### Work required:
Decide whether each statement agrees with the passage on migraines below, and support each yes or no with the deciding words from the passage, quoted exactly. 1. Carotidynia occurs more commonly in older people. 2. Migraine with aura is the most prevalent type. 3. Status migraine usually lasts less than 24 hours.

A migraine headache is a throbbing or pulsating headache that is often one sided (unilateral) and associated with nausea; vomiting; sensitivity to light, sound, and smells; sleep disruption; and depression. Attacks are often recurrent and tend to become less severe as the migraine sufferer ages.
Migraines are classified according to the symptoms they produce. The two most common types are migraine with aura and migraine without aura. Less common types include the following:
Basilar artery migraine
Headache-free migraine (aura without migraine)
Ophthalmoplegic migraine/Ocular migraine
Some women experience migraine headaches just prior to or during menstruation. These headaches, which are called menstrual migraines, may be related to hormonal changes and often do not occur or lessen during pregnancy. Other women develop migraines for the first time during pregnancy or after menopause.
Migraine with aura is characterized by a neurological phenomenon (aura) that is experienced 10 to 30 minutes before the headache. Most auras are visual and are described as bright shimmering lights around objects or at the edges of the field of vision (called scintillating scotomas) or zigzag lines, castles (teichopsia), wavy images, or hallucinations. Others experience temporary vision loss. Nonvisual auras include motor weakness, speech or language abnormalities, dizziness, vertigo, and tingling or numbness (parasthesia) of the face, tongue, or extremities.
Migraine without aura is the most prevalent type and may occur on one or both sides (bilateral) of the head. Tiredness or mood changes may be experienced the day before the headache. Nausea, vomiting, and sensitivity to light (photophobia) often accompany migraine without aura.
Abdominal migraine is most common in children with a family history of migraine. Symptoms include abdominal pain without a gastrointestinal cause (may last up to 72 hours), nausea, vomiting, and flushing or paleness (pallor). Children who have abdominal migraine often develop typical migraine as they age.
Basilar artery migraine involves a disturbance of the basilar artery in the brainstem. Symptoms include severe headache, vertigo, double vision, slurred speech, and poor muscle coordination. This type occurs primarily in young people.
Carotidynia, also called lower-half headache or facial migraine, produces deep, dull, aching, and sometimes piercing pain in the jaw or neck. There is usually tenderness and swelling over the carotid artery in the neck. Episodes can occur several times weekly and last a few minutes to hours. This type occurs more commonly in older people. Doppler ultrasound studies of the carotid arteries are normal.
Headache-free migraine is characterized by the presence of aura without headache. This occurs in patients with a history of migraine with aura.
Ophthalmoplegic migraine begins with a headache felt in the eye and is accompanied by vomiting. As the headache progresses, the eyelid droops (ptosis) and nerves responsible for eye movement become paralyzed. Ptosis may persist for days or weeks.
Status migraine is a rare type involving intense pain that usually lasts longer than 72 hours. The patient may require hospitalization.
Incidence and Prevalence
Migraines afflict about 30 million people in the United States. They may occur at any age, but usually begin between the ages of 10 and 40 and diminish after age 50. Some people experience several migraines a month, while others have only a few migraines throughout their lifetime. Approximately 75% of migraine sufferers are women.

### Collected material:

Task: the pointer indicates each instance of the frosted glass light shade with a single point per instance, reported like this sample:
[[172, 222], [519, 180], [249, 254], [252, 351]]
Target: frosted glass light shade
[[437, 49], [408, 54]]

### Answer space:
1. Yes: "This type occurs more commonly in older people."
2. No: "Migraine without aura is the most prevalent type"
3. No: "Status migraine is a rare type involving intense pain that usually lasts longer than 72 hours."